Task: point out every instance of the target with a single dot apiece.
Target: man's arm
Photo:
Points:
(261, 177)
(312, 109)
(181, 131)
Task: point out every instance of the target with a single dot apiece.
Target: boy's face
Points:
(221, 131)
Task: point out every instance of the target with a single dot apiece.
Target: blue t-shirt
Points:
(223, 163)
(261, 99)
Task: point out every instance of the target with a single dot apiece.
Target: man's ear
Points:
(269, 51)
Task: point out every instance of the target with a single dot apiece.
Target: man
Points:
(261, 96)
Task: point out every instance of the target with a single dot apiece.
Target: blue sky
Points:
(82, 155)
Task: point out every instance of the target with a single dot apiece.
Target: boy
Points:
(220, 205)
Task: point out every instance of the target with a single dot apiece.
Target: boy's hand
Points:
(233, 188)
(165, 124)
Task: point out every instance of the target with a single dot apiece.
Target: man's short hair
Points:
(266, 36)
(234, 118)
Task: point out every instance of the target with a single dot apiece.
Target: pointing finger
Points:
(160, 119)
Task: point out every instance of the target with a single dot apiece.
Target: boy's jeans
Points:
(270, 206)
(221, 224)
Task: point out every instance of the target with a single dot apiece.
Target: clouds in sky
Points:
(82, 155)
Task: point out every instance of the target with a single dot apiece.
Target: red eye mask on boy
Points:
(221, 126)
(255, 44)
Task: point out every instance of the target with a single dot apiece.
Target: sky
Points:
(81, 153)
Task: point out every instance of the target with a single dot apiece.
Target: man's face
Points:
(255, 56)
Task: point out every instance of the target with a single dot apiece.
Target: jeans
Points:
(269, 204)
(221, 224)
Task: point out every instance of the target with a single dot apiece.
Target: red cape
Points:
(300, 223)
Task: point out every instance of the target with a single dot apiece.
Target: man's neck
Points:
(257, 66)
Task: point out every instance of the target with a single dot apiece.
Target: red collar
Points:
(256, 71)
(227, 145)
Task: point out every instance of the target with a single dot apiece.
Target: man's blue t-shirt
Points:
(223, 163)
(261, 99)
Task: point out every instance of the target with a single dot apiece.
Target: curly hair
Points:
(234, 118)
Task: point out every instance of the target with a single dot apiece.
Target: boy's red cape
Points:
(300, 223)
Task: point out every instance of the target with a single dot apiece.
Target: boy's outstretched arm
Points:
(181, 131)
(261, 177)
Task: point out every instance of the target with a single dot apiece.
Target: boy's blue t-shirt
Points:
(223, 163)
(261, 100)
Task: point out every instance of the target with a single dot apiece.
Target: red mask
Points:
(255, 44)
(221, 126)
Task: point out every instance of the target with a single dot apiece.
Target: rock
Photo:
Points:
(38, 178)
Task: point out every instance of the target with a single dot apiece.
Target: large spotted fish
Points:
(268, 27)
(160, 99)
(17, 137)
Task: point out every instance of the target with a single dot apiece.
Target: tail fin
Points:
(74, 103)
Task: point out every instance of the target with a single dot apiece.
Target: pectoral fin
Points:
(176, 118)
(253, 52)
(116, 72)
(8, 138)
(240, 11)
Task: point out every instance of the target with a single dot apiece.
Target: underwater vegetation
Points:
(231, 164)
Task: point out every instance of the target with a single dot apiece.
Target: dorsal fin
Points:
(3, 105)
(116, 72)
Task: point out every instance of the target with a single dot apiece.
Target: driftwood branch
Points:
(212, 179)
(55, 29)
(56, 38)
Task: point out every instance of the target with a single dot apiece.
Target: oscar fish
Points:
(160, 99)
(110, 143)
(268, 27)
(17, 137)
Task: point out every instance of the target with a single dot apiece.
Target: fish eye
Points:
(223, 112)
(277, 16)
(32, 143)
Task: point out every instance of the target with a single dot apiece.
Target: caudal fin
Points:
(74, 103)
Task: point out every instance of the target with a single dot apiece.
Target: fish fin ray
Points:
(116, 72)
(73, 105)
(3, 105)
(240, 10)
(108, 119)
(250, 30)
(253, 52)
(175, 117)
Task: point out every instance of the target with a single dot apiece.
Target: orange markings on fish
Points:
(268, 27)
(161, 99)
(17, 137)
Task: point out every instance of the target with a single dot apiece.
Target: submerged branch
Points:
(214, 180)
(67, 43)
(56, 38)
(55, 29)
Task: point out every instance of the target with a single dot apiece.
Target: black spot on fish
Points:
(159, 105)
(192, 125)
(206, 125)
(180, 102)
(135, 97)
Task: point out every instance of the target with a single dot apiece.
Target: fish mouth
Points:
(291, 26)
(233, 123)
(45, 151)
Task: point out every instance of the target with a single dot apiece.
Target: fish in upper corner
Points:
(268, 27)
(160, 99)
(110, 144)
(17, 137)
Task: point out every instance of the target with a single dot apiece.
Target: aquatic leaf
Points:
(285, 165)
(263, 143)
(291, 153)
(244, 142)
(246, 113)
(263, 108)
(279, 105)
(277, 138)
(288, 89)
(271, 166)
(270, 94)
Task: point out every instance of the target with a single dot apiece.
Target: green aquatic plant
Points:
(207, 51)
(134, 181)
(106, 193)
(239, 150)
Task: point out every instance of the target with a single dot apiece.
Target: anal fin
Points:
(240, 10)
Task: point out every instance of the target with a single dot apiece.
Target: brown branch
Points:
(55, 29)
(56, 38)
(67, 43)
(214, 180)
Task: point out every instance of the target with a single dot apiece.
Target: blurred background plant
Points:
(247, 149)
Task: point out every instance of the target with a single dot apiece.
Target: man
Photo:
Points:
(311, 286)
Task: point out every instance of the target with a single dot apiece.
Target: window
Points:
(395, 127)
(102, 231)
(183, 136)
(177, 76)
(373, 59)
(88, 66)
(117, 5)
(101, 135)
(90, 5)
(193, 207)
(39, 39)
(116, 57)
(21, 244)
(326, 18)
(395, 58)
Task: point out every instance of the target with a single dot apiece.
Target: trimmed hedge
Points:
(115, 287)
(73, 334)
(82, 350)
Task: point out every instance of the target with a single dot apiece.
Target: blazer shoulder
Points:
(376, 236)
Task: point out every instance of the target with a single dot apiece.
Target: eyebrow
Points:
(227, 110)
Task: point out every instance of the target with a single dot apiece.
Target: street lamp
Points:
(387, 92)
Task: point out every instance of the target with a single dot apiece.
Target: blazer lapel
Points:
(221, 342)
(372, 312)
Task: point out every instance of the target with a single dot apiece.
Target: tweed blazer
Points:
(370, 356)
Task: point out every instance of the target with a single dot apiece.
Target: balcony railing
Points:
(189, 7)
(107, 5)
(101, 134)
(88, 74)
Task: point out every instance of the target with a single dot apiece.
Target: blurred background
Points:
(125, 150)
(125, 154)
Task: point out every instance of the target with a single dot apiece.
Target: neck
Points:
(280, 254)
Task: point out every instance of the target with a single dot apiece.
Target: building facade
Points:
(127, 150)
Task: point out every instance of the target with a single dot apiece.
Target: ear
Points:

Work required
Look for the string "plant" in the records, and copy every line where it is found.

Task response
Target: green aquatic plant
Target: blurred background plant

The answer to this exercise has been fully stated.